***** Material for this task
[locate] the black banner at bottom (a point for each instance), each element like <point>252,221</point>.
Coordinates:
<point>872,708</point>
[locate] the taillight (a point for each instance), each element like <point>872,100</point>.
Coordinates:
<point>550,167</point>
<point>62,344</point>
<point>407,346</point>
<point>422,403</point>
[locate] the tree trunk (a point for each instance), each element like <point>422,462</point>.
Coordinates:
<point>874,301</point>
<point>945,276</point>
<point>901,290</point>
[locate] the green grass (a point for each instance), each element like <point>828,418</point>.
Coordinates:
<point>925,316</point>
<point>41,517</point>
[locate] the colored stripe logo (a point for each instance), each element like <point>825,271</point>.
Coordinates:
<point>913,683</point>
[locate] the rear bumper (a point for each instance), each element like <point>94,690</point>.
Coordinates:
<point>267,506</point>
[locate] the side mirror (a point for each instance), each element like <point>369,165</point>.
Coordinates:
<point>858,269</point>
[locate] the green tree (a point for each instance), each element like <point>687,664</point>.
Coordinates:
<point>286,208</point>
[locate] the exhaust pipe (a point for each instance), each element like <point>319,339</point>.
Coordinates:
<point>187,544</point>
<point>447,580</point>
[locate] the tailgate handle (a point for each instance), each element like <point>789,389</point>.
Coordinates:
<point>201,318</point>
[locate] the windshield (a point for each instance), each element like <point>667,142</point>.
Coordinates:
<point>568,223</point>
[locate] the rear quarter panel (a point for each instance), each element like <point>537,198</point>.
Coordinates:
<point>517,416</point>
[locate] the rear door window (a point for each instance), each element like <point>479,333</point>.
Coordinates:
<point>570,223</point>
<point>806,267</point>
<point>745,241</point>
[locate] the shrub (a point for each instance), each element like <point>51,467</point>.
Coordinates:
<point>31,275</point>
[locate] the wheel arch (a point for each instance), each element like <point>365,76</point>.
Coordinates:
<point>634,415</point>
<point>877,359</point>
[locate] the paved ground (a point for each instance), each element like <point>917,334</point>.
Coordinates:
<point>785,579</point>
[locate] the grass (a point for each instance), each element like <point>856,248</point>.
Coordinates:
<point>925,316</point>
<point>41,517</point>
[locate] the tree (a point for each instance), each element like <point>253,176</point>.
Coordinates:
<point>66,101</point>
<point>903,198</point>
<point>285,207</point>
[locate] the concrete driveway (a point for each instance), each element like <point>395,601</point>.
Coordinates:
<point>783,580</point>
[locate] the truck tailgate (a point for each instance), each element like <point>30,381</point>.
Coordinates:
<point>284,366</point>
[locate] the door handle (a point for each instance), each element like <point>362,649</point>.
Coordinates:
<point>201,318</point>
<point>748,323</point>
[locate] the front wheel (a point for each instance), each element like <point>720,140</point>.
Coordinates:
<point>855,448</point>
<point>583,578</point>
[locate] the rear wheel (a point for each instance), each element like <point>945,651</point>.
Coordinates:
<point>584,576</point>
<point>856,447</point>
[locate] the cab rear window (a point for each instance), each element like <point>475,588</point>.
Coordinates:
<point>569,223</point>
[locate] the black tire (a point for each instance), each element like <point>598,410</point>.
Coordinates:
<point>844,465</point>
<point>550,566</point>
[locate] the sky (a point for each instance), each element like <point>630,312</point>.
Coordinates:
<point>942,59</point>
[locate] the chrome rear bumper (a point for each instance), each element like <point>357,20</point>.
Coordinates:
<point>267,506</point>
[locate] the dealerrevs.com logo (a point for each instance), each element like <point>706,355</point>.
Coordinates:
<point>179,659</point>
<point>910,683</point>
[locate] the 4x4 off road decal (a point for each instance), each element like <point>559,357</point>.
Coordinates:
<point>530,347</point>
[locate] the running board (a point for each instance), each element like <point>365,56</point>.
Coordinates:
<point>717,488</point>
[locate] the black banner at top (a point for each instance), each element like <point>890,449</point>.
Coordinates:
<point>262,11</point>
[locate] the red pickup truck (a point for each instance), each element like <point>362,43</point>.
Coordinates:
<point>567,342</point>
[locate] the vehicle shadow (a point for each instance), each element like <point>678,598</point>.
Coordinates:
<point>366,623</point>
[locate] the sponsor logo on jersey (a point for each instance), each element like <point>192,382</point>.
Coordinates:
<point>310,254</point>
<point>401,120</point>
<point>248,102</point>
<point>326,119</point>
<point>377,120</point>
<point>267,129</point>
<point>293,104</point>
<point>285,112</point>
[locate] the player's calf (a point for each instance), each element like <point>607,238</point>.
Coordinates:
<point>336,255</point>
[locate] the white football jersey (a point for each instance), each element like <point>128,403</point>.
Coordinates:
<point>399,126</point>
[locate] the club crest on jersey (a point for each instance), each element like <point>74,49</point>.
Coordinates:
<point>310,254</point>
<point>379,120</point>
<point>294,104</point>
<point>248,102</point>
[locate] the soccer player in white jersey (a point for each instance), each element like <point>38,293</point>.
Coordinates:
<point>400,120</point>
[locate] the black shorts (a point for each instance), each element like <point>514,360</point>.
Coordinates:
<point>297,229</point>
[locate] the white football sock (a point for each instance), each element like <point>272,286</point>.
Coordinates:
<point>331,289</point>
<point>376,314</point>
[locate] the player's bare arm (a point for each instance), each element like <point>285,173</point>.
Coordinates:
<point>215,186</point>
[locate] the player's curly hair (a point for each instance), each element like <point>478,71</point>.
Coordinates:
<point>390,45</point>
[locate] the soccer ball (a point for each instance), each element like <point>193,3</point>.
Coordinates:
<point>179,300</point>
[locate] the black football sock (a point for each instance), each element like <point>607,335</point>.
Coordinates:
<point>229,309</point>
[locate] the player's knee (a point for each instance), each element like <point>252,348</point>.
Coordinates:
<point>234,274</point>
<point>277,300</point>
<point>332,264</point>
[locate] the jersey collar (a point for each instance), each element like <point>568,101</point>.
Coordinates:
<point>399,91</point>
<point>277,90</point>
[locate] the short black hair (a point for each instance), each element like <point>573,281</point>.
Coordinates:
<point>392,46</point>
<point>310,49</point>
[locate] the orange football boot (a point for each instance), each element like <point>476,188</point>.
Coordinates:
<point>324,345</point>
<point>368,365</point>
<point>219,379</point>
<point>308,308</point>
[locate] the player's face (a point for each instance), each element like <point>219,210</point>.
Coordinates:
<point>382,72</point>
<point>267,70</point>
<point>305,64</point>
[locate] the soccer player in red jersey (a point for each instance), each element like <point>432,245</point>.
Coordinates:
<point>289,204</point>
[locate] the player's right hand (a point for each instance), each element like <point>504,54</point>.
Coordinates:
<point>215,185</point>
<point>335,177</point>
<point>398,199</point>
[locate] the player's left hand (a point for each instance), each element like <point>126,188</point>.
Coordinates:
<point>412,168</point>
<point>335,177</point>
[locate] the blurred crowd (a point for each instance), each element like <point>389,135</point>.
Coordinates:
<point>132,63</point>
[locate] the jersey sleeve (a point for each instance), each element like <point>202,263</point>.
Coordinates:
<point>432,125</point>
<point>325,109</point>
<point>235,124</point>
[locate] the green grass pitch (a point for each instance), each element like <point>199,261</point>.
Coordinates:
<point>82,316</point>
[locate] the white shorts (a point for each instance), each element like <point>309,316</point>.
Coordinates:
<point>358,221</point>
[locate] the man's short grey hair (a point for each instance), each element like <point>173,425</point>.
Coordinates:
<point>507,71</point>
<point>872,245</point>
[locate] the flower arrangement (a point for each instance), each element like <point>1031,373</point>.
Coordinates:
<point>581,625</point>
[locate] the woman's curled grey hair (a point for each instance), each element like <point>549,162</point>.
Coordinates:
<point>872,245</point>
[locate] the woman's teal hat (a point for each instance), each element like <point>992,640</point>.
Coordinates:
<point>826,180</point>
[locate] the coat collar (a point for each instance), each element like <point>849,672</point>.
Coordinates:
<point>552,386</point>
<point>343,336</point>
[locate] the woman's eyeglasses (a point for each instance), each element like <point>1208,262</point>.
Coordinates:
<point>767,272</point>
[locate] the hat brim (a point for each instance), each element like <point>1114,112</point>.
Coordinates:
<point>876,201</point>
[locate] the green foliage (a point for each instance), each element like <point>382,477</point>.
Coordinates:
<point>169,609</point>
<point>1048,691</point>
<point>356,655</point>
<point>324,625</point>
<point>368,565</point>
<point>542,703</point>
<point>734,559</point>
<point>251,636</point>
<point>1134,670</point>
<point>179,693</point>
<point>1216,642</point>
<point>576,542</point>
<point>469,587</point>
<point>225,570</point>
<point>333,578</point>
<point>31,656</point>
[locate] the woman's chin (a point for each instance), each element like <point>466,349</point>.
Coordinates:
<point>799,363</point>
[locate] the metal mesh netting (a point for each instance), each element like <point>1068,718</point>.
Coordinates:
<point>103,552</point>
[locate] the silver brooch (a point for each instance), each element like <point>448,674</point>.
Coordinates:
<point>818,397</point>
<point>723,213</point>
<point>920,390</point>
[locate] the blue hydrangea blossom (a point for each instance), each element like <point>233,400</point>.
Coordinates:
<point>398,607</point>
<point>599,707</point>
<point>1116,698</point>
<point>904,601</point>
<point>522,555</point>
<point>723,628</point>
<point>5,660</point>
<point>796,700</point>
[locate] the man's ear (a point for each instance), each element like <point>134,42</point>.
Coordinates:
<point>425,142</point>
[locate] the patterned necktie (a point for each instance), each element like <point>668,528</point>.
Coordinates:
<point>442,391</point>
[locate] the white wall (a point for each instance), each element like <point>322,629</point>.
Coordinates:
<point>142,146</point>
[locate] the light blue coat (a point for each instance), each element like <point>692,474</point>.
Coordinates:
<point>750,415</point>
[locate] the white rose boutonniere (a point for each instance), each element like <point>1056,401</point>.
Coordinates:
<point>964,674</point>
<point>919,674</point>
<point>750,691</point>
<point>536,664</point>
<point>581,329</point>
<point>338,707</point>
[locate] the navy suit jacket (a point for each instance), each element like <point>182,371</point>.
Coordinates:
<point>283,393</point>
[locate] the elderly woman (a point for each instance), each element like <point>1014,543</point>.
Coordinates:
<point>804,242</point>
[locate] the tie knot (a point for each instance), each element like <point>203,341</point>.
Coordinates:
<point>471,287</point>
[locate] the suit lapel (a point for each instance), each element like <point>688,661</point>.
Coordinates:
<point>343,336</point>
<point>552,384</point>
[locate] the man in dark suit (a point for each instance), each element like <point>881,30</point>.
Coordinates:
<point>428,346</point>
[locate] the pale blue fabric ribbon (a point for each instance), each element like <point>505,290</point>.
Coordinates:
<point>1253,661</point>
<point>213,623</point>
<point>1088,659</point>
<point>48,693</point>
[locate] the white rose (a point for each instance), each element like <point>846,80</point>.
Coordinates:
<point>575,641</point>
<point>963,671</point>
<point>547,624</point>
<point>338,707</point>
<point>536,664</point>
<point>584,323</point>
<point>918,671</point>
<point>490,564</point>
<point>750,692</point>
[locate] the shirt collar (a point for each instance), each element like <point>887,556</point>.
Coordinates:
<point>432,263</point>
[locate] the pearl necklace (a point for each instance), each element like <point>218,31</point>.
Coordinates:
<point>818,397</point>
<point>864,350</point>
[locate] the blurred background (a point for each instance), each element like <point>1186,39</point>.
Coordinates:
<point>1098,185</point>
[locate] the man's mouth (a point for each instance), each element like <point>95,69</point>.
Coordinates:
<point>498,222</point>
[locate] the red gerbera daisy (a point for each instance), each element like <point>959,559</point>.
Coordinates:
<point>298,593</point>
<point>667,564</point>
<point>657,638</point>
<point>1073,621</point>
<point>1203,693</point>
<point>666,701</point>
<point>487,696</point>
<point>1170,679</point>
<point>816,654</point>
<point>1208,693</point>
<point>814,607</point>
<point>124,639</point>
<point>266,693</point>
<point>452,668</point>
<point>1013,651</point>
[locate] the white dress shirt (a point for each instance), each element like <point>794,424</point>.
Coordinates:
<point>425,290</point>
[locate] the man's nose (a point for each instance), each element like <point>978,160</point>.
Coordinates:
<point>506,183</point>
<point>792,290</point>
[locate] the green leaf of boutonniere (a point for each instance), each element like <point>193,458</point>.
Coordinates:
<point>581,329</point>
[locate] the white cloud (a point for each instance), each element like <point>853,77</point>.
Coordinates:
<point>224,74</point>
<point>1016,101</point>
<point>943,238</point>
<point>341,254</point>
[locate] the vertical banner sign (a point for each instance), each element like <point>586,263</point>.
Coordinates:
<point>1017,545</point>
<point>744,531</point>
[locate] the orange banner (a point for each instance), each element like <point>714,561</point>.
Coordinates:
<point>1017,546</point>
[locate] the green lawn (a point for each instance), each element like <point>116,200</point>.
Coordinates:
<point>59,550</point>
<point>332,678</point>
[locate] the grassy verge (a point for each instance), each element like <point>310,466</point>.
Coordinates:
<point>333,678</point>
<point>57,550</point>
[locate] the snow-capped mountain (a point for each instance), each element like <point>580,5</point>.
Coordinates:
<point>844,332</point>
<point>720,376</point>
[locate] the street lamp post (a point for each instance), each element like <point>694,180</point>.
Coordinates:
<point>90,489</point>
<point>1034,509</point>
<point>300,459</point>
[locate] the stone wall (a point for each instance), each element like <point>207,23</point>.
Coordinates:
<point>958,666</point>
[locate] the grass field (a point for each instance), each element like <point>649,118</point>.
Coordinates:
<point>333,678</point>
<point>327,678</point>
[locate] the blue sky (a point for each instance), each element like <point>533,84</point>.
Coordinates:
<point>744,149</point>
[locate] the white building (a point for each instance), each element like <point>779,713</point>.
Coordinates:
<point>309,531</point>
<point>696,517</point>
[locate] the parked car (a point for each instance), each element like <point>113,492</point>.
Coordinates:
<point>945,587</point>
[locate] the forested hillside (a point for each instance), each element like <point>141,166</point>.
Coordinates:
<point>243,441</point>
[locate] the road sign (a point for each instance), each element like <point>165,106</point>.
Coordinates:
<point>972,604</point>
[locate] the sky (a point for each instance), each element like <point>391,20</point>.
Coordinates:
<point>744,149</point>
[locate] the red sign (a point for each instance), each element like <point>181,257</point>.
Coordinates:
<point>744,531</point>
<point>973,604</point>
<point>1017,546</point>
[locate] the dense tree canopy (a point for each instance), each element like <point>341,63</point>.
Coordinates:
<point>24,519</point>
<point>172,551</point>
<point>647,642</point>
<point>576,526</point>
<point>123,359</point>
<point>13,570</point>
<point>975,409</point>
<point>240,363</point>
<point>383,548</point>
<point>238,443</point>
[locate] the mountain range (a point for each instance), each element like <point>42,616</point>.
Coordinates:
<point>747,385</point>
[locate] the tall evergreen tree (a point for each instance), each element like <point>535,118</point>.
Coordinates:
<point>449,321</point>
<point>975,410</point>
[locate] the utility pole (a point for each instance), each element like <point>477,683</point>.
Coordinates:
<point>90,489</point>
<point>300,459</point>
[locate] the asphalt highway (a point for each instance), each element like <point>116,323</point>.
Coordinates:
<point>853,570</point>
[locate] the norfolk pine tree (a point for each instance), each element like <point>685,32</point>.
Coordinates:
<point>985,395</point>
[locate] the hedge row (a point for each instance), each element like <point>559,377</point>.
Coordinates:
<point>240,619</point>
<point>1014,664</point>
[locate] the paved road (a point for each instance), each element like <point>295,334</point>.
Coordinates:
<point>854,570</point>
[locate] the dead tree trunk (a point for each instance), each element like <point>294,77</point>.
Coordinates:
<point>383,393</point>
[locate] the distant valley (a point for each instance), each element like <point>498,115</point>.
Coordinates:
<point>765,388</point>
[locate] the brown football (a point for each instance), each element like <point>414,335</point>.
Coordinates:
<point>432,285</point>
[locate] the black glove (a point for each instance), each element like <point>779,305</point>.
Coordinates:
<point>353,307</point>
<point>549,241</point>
**********
*Problem details:*
All that should be written out is the stretch of lines above between the one holding "[locate] the norfolk" and the one holding "[locate] the dead", inclusive, exactly as given.

*Task output:*
[locate] the norfolk pine tree (a point for each instance), each element like <point>685,32</point>.
Coordinates:
<point>985,395</point>
[locate] the hedge row (a point for each instance), each element like <point>559,377</point>.
Coordinates:
<point>240,619</point>
<point>1014,664</point>
[locate] the paved road (a point for each instance), each element like <point>295,334</point>.
Coordinates:
<point>854,570</point>
[locate] the dead tree trunk (a point for each instance), each element like <point>294,77</point>.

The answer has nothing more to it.